--- Provided data Enclosed Below ---
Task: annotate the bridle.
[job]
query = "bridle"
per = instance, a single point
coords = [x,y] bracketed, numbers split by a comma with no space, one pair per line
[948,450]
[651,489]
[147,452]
--- End of Enclosed Provided data ---
### Task to complete
Return exactly the lines from the line bearing "coords = [x,y]" to the end of the records, inclusive of both; include no other lines.

### Expected answer
coords = [x,y] bracketed, numbers split by a comma with no space, one pair per line
[948,450]
[651,489]
[147,452]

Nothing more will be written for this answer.